**Défis**
• a. Actualisez l'extrait proposé en réécrivant la partie qui s'ouvre sur les mots contenant « Quand le siège » et se ferme sur « turc – alévis, Arméniens, Kurdes... », avec « Kobani » à la place de « Kobanê ».
• b. Poursuivez, s'il vous plaît, l'entretien sur l'engagement de DAF aux côtés de Kobanê, à partir de l'endroit où il s'arrête.

**Extrait proposé**
Quand le siège de Kobanê par les troupes de l’État islamique (Daech) a débuté, à la mi-septembre, des milliers de jeunes gens ont afflué de toute la Turquie pour renforcer la défense de la ville, assurée par les YPG et les YPJ. Les militantes et les militants du groupe Devrimci Anarşist Faaliyet (Action anarchiste révolutionnaire, DAF) en faisaient partie.

DAF fonde sa stratégie sur l’action au sein des mouvements sociaux, en s’attachant à changer les choses « ici et maintenant » dans une perspective anticapitaliste, anti-étatiste, et de lutte contre toutes les formes d’oppression : patriarcat, religions, hétérosexisme, productivisme. Les membres de DAF refusent le service militaire dans l’armée turque et soutiennent les luttes des minorités nationales bafouées par le jacobinisme turc – alévis, Arméniens, Kurdes...

Le 25 septembre, vous avez réussi à rejoindre Kobanê. Pourquoi ?

DAF : En Turquie, on parle couramment du « problème kurde ». En réalité, le combat des Kurdes pour leur liberté montre que le problème, c’est plutôt l’État. A l’État et au capitalisme, le mouvement kurde oppose le pouvoir organisé du peuple.

La révolution de juillet 2012 dans la Rojava (Kurdistan syrien) a, de fait, aboli les frontières entre les gens de Syrie et ceux de Turquie. Ankara, craignant une contagion révolutionnaire, avait d’ailleurs essayé d’édifier un mur. Alors que la guerre en Syrie oppose différentes factions étatistes et capitalistes, les Kurdes ont créé un front pour la liberté réelle du peuple, en transcendant les questions de nationalité. En tant qu’anarchistes révolutionnaires, il était impossible de ne pas nous y impliquer.

Quelle forme ce soutien prend-il ?

DAF : Pour soutenir Kobanê, des « communautés de résistance » se sont organisées le long des 25 kilomètres de frontière, et notamment à Suruç. On y trouve des gens du voisinage ou venus de tous les coins de l’Anatolie et de la Mésopotamie. Ces « communautés de résistance » sont vitales pour aider les réfugié.e.s et dissuader les exactions de l’armée turque.

**Données fournies**
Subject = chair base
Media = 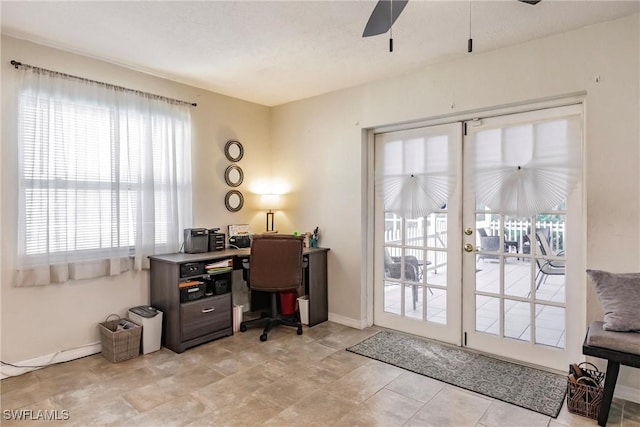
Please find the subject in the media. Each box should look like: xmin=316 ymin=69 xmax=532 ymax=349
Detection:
xmin=240 ymin=292 xmax=302 ymax=342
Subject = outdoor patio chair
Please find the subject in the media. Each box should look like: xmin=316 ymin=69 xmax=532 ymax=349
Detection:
xmin=535 ymin=231 xmax=565 ymax=290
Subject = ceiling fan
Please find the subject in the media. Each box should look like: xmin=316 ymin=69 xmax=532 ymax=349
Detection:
xmin=362 ymin=0 xmax=541 ymax=52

**Réponses proposées**
• a.
Quand le siège de Kobani par les troupes de l’État islamique (Daech) a débuté, à la mi-septembre, des milliers de jeunes gens ont afflué de toute la Turquie pour renforcer la défense de la ville, assurée par les YPG et les YPJ. Les militantes et les militants du groupe Devrimci Anarşist Faaliyet (Action anarchiste révolutionnaire, DAF) en faisaient partie.

DAF fonde sa stratégie sur l’action au sein des mouvements sociaux, en s’attachant à changer les choses « ici et maintenant » dans une perspective anticapitaliste, anti-étatiste, et de lutte contre toutes les formes d’oppression : patriarcat, religions, hétérosexisme, productivisme. Les membres de DAF refusent le service militaire dans l’armée turque et soutiennent les luttes des minorités nationales bafouées par le jacobinisme turc – alévis, Arméniens, Kurdes...

• b.
Des camarades de DAF ont franchi la frontière – nous ne pouvons vous révéler comment – et ont atteint Kobanê. C’est très important pour la population de la ville de sentir la solidarité révolutionnaire contre cette meute sanguinaire qui se fait appeler Daech. Les YPG sont en première ligne, et par conséquent nous essayons de les aider du mieux possible.

Quelle est votre opinion, sur la gauche kurde ? Évolue-t-elle vers des idées autogestionnaires ?

DAF : Dans les luttes populaires pour la liberté, l’anarchisme a toujours été un catalyseur. Bien avant la diffusion du socialisme d’État, bien avant la doctrine du « droit des peuples à disposer d’eux-mêmes », les peuples se sont battus pour leur liberté, mais pas nécessairement pour un « État-nation ». Ce qui se passe dans la Rojava, comme au Chiapas, ne correspond d’ailleurs pas à une classique « lutte de libération nationale ».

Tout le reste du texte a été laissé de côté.